The task |
Answer these from the bilingual study excerpt below:
1. How many English word pairs served as filler trials?
2. At what age were the bilingual participants first exposed to English?
3. What IELTS score did the bilinguals have?

Extract to read |
━━━

Each cell contains one example of an English word pair used in the semantic relatedness task, its simplified Chinese translation, and the corresponding Chinese Pin Yin (alphabetic transposition of the phonological form). The sound repetition in Chinese characters is in bold and italicised. Note that all sound repetition between words involved a character in the same position in both the words of a pair (Wu and Thierry, 2010). The filler trials were 45 pairs of English words rated for semantic relatedness by an independent group of English and Chinese speakers in a previous study (Thierry and Wu, 2007). They represent a mixture of emotional valence including both positive and negative words to prevent participants from developing task strategies in relation to critical trials. All three groups of participants responded to the filler trials with an average error rate below 15%.

If the translation effects demonstrated previously (Thierry and Wu, 2007; Wu and Thierry, 2010) is automatic, emotional valence should have no bearing on language nonselective lexical access. In other words, whether the prime word is emotional or neutral, the priming effect by hidden character repetition in Chinese translations should be of similar magnitude, independent of affective valence.

Materials and Methods

Participants.

Forty-five participants (15 native English speakers, 15 native Chinese speakers, and 15 Chinese–English bilinguals) gave written consent to take part in the experiment, which was approved by the ethics committee of Bangor University. Participants were matched for age (18–25 years), gender (9 females and 6 males in all three groups), level of education (undergraduate and Master's students), and handedness (right) across groups. They all had normal or corrected-to-normal vision and self-reported normal hearing. The English control participants were monolingual speakers of English. The Chinese control participants were students who had recently arrived in the UK to attend an English course. They had limited English training and no previous experience of living in an English-speaking environment. The bilingual participants were first exposed to English at the age of 12 years. At the time of testing, they were studying at a British university and had lived in the United Kingdom for a mean of 20.5 months (±5.27). All bilinguals used English in their everyday life and had an English proficiency score of 6.5 as measured by the International English Language Testing System (IELTS; www.ielts.org/test_takers_information/what_is_ielts.aspx). The IELTS covers four fundamental language skills (i.e., reading, listening, writing, and speaking). The maximum score being 9, the majority of candidates obtain between 4 and 7, 6.5 being what most English-speaking institutions require for nonnative speakers.

Stimuli.

━━━

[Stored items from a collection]
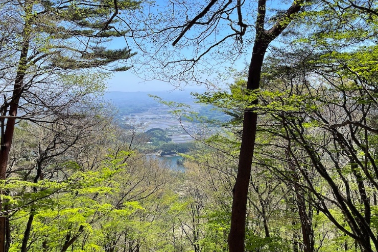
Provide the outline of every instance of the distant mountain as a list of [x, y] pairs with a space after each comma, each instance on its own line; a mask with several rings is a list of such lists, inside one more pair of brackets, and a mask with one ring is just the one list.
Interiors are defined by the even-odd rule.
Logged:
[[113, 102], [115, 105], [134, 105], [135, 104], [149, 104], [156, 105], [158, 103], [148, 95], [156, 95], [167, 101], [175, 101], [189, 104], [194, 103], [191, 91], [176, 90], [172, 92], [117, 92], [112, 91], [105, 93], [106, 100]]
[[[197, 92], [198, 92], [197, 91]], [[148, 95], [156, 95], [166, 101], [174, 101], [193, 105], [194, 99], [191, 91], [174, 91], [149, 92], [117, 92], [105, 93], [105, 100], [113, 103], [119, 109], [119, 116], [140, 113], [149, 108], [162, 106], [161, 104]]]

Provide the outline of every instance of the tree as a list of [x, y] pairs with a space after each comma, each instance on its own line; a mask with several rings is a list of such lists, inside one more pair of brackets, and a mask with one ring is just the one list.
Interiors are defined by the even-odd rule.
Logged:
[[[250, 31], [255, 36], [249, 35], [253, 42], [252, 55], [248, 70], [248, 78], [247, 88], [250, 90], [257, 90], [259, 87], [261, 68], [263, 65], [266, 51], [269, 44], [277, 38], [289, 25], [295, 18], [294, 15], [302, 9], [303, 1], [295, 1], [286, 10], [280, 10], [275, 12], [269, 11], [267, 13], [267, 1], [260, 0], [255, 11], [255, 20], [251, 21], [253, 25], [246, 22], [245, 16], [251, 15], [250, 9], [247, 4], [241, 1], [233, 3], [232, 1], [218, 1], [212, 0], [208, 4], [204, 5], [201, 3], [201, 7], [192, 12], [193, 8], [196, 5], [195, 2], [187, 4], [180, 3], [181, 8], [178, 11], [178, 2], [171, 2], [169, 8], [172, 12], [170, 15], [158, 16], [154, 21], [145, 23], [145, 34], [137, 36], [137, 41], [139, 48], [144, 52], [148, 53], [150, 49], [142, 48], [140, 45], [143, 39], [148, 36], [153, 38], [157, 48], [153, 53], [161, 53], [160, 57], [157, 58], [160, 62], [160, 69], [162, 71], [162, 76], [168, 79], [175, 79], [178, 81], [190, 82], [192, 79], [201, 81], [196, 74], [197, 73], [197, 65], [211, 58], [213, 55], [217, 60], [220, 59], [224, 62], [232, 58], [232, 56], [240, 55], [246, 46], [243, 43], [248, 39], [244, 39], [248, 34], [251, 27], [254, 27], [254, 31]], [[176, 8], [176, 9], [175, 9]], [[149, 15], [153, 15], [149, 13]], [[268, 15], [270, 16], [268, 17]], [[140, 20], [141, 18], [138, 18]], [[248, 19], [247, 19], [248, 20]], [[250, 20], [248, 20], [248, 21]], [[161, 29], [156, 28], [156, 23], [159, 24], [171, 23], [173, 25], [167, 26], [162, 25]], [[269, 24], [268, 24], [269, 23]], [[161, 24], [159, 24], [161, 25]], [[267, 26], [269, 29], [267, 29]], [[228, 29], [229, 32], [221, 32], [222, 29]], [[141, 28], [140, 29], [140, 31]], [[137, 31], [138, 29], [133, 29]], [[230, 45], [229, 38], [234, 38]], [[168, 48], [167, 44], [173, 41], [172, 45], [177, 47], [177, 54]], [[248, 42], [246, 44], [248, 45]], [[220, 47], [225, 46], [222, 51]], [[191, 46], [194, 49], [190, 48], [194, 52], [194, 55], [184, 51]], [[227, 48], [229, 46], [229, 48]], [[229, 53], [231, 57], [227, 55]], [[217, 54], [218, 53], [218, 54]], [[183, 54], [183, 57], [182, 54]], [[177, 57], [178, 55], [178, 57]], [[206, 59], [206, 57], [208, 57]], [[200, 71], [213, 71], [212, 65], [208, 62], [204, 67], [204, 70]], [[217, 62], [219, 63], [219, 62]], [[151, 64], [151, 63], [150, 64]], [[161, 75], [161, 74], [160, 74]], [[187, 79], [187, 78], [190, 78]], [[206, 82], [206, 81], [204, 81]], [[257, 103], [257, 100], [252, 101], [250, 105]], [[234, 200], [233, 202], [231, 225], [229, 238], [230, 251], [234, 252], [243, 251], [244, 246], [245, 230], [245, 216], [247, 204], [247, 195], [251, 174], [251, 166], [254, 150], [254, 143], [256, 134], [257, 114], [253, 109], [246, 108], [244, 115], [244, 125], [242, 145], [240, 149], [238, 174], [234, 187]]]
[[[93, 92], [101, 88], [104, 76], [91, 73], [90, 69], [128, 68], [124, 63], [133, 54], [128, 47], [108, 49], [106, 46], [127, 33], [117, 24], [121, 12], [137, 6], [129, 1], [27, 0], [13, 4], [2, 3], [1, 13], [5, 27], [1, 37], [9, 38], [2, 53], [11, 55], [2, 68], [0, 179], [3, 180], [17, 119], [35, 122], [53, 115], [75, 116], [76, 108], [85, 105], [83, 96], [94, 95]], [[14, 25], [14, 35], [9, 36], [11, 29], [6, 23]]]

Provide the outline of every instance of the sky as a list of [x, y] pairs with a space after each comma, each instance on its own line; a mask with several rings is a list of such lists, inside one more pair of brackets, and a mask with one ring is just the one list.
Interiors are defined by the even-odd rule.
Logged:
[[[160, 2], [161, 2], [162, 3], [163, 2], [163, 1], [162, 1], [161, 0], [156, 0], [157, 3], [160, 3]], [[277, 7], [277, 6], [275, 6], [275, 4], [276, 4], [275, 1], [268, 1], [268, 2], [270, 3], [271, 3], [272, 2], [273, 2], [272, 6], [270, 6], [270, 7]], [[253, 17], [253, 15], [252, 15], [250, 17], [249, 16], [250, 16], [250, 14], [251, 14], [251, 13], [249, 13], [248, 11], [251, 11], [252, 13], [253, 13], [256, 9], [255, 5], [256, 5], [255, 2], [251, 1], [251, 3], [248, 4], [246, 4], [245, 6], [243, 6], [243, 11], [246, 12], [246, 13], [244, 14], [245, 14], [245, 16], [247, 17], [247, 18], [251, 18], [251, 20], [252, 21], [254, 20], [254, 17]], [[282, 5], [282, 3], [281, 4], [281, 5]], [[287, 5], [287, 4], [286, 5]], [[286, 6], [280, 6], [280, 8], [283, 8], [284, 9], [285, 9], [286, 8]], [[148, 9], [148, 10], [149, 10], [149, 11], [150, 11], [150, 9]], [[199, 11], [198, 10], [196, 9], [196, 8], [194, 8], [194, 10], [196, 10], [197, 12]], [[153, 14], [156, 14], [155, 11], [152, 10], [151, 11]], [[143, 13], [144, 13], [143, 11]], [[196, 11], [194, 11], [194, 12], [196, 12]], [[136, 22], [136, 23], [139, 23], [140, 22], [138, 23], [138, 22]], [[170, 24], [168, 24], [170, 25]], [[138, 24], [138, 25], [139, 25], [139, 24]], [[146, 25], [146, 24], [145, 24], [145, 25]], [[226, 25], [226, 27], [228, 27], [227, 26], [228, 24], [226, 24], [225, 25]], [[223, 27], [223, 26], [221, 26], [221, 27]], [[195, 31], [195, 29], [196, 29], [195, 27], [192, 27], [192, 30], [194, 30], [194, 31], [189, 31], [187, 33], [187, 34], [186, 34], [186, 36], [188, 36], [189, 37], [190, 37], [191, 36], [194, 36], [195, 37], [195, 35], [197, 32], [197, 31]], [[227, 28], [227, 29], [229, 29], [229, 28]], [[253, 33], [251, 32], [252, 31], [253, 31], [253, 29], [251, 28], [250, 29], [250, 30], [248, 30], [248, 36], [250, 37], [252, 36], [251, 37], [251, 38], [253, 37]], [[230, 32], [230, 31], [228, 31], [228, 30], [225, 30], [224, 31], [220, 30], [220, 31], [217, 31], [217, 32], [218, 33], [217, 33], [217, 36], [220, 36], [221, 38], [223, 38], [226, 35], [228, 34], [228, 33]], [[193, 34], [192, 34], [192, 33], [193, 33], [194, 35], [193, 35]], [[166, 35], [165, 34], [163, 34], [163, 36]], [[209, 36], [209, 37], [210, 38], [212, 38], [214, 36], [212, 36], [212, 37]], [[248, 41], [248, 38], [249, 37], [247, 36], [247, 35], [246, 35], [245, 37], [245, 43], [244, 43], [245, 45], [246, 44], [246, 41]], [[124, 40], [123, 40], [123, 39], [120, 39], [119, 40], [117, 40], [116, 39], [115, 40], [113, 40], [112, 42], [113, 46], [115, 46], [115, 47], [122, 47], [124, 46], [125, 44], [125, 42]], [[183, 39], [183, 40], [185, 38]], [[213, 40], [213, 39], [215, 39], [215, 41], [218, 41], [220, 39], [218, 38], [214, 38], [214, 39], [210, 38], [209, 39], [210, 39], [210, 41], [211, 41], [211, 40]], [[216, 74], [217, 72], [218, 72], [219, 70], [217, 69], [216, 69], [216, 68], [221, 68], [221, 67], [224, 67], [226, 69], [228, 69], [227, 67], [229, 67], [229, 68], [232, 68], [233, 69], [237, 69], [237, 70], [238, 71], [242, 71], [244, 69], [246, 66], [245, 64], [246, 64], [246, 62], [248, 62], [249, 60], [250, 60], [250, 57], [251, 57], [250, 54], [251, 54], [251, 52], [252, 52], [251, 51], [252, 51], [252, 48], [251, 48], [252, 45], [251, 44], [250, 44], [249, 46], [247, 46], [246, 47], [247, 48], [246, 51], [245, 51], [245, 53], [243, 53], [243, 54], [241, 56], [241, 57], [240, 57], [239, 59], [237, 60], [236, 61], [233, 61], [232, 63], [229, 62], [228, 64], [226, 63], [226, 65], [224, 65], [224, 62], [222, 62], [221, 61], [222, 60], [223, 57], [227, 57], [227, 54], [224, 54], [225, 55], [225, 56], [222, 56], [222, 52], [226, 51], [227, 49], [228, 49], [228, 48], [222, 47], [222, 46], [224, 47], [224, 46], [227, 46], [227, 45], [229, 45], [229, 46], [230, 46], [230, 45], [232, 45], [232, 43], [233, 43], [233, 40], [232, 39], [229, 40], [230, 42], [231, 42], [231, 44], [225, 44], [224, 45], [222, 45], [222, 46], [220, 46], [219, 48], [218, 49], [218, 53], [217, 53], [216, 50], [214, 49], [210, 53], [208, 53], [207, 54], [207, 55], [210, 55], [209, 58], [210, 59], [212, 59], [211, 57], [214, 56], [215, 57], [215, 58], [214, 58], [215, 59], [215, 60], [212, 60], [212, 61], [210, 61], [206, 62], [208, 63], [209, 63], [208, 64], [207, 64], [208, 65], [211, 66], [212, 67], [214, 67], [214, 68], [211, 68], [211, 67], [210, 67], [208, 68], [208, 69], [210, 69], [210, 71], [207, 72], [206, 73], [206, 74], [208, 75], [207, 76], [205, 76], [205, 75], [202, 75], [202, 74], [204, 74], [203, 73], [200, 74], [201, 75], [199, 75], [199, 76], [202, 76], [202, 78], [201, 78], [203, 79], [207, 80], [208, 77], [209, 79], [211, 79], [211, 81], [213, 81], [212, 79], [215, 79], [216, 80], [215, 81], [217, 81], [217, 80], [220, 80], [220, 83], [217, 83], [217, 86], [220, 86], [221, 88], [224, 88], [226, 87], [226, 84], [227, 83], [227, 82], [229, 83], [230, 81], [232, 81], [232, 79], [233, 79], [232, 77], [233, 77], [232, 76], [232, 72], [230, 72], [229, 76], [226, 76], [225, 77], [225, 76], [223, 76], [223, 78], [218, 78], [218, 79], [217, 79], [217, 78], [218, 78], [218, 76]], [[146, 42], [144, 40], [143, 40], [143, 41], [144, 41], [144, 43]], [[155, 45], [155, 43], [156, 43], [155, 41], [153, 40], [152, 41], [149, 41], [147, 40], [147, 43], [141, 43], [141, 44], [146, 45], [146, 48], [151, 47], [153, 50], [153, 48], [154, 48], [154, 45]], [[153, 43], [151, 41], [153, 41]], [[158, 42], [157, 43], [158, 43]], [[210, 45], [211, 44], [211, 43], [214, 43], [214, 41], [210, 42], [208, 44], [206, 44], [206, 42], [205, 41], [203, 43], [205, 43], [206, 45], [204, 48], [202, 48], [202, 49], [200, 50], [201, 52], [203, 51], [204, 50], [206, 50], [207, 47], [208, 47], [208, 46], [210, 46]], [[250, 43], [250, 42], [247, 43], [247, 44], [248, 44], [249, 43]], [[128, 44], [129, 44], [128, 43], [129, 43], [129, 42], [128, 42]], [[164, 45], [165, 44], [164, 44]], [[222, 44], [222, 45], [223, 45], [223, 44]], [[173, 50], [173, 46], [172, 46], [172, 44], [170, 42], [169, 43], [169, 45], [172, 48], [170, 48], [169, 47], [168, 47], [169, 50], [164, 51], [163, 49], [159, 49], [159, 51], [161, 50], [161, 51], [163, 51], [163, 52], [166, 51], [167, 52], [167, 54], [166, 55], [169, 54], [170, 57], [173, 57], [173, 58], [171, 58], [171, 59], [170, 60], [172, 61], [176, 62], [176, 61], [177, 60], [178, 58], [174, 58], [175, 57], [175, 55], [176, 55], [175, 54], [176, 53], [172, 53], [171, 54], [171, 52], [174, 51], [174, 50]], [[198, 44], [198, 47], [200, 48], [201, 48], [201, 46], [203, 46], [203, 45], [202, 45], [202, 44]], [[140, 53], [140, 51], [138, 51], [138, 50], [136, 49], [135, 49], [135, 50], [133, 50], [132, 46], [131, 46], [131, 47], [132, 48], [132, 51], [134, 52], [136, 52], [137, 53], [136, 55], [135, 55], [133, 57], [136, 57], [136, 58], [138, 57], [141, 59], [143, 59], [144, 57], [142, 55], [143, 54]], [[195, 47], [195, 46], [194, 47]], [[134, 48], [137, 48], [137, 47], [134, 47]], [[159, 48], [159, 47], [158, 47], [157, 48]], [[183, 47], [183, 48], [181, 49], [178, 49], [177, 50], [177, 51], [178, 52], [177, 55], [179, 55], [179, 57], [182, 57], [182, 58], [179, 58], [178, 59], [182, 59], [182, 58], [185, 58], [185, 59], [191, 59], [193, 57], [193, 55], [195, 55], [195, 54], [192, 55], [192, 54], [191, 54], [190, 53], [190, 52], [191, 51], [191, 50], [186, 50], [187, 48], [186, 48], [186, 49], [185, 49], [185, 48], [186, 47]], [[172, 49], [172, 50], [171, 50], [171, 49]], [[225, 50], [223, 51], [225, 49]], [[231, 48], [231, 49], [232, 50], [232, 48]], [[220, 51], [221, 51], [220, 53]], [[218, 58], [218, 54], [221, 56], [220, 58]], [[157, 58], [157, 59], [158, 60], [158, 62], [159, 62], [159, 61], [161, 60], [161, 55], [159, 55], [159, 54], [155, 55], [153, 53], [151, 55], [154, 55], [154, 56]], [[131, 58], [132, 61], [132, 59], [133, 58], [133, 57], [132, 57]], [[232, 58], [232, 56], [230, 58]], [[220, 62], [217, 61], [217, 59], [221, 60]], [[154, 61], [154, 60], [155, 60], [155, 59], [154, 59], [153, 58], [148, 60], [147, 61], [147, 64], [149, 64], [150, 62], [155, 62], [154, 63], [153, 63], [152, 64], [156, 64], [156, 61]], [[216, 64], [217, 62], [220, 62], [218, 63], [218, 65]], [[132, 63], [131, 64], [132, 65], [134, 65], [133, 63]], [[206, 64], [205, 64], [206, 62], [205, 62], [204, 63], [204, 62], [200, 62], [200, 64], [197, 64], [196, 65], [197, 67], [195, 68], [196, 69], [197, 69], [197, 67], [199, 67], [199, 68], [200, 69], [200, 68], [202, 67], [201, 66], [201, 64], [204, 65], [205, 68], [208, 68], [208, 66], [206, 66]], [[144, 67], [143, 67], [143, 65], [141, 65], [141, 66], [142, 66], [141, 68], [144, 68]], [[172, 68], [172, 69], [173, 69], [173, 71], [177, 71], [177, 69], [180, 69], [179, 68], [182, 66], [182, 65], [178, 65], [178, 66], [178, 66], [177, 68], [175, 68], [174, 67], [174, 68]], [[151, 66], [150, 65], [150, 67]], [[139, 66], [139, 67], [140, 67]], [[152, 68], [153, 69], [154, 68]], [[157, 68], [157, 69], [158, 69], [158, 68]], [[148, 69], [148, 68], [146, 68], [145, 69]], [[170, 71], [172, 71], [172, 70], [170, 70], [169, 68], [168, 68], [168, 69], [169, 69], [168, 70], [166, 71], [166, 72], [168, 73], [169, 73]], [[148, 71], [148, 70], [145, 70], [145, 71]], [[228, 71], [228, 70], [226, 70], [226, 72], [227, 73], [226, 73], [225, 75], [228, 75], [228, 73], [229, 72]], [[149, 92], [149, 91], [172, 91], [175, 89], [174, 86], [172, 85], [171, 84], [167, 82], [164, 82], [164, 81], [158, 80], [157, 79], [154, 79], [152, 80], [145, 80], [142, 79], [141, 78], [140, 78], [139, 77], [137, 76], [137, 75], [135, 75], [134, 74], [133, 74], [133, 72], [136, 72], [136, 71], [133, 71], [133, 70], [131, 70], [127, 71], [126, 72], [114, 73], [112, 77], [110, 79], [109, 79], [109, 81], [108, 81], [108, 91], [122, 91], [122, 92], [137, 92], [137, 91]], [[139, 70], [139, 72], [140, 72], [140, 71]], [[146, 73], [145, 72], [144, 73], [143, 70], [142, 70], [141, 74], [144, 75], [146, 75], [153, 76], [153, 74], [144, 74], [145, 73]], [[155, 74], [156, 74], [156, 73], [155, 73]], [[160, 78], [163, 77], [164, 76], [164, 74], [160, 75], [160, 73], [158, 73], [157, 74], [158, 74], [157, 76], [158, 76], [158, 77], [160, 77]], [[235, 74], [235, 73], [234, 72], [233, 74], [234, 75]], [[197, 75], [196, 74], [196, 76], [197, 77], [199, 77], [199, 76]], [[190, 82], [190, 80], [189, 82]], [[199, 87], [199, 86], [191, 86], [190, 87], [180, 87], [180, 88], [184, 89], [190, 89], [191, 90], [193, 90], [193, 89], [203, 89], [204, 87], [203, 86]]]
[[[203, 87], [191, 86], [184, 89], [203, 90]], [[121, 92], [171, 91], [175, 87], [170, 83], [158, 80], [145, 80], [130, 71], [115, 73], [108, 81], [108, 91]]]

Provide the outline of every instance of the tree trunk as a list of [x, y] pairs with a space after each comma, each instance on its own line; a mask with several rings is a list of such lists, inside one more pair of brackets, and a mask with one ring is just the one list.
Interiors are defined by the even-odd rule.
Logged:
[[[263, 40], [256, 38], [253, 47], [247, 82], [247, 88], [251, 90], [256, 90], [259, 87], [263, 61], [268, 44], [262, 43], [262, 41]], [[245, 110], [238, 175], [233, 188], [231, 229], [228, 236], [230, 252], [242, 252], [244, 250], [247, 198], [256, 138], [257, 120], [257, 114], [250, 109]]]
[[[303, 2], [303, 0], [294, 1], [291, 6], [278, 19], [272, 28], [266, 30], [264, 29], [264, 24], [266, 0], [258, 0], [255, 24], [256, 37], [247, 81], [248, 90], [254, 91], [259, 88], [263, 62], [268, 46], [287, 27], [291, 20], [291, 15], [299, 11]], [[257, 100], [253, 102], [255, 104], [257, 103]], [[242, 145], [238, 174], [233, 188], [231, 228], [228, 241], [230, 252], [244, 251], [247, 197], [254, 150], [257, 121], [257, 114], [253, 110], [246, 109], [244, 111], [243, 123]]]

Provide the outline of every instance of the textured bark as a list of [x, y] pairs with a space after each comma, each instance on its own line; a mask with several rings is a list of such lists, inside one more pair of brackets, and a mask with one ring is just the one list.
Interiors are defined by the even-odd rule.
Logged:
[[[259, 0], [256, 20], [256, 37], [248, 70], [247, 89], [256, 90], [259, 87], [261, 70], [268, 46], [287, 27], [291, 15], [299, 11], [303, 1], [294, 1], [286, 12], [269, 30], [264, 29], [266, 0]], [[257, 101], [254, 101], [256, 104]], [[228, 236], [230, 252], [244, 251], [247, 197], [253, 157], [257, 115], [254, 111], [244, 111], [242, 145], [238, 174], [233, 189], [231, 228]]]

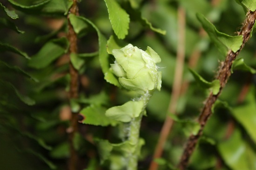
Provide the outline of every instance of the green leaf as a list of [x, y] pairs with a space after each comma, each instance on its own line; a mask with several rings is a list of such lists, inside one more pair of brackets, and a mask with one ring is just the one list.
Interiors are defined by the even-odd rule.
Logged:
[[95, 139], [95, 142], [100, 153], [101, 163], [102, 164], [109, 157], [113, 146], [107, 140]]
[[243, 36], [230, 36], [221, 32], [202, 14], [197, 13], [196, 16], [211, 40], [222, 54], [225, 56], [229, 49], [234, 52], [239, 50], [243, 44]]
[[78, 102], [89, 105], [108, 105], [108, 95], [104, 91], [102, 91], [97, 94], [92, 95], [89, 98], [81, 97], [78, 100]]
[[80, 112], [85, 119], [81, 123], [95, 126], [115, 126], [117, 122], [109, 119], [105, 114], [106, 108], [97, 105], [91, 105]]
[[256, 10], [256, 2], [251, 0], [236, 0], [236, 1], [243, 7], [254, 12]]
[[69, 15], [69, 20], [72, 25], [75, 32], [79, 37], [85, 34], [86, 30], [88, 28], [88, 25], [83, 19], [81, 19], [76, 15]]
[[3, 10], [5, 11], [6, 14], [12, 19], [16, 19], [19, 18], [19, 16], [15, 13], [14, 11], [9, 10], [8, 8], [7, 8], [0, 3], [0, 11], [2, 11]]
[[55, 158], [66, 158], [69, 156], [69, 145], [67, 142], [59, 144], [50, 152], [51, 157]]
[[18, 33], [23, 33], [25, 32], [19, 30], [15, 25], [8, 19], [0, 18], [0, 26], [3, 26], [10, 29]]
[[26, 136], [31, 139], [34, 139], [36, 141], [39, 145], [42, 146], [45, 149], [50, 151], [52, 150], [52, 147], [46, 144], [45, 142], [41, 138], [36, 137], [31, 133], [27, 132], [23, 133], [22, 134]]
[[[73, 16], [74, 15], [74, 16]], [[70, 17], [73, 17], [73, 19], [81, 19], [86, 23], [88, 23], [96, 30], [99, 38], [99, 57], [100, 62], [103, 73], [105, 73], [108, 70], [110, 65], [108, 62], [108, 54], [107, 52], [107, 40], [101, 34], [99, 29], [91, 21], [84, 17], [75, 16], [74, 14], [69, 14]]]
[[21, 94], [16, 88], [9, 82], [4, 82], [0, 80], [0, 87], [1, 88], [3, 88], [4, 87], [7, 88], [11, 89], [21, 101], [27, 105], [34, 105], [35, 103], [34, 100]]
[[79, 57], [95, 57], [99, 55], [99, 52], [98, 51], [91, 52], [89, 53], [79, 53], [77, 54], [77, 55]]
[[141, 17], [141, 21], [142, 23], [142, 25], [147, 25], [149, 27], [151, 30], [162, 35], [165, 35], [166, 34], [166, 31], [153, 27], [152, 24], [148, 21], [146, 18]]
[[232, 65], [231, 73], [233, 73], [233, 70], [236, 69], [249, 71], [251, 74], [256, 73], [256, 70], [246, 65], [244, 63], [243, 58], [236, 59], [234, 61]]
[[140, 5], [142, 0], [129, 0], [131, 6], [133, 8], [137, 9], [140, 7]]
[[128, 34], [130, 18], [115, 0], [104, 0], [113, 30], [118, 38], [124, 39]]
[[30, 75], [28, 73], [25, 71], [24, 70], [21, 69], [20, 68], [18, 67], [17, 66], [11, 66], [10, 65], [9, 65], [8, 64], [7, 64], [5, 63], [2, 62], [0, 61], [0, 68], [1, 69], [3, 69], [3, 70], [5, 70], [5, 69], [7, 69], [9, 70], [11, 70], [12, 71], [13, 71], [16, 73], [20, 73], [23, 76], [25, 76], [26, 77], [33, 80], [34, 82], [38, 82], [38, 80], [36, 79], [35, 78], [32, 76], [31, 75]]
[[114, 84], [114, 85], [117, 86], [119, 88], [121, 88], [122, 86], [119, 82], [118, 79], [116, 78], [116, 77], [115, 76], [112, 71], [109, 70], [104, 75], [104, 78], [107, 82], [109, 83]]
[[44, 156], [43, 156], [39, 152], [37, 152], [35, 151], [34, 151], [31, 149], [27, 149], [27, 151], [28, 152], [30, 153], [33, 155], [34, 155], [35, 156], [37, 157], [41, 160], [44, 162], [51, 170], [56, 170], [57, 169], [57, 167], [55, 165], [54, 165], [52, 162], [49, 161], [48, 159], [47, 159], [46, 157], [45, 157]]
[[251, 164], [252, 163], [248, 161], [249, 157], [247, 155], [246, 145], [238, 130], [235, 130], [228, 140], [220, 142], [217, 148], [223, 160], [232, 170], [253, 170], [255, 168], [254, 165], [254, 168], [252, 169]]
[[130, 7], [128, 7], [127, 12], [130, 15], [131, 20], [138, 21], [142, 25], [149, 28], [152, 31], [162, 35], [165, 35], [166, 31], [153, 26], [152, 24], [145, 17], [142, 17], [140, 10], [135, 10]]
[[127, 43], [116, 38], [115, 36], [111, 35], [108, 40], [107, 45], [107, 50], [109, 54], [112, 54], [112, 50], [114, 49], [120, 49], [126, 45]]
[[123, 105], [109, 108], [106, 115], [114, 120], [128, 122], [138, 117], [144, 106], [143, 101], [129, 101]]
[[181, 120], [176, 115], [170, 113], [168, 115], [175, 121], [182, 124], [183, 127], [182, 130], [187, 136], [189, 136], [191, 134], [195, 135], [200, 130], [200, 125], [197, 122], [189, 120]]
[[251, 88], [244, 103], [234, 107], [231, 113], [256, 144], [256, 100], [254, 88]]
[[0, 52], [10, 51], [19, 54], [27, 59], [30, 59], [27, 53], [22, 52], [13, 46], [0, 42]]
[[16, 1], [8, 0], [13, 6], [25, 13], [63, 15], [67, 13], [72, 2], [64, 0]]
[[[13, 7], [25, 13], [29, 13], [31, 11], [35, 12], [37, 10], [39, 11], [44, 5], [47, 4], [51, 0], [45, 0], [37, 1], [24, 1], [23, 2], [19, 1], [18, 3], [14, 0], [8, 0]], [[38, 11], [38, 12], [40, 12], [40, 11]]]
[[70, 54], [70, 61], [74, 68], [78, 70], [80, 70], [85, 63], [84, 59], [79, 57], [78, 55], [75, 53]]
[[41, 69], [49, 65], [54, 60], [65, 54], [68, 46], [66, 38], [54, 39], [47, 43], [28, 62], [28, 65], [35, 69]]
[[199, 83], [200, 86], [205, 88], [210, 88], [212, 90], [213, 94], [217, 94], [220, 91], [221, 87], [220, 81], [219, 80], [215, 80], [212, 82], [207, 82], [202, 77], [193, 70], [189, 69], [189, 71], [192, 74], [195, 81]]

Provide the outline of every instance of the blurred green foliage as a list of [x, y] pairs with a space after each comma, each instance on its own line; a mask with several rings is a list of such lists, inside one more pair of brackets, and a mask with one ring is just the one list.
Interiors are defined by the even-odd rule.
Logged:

━━━

Response to this task |
1. 45 pairs
2. 12 years
3. 6.5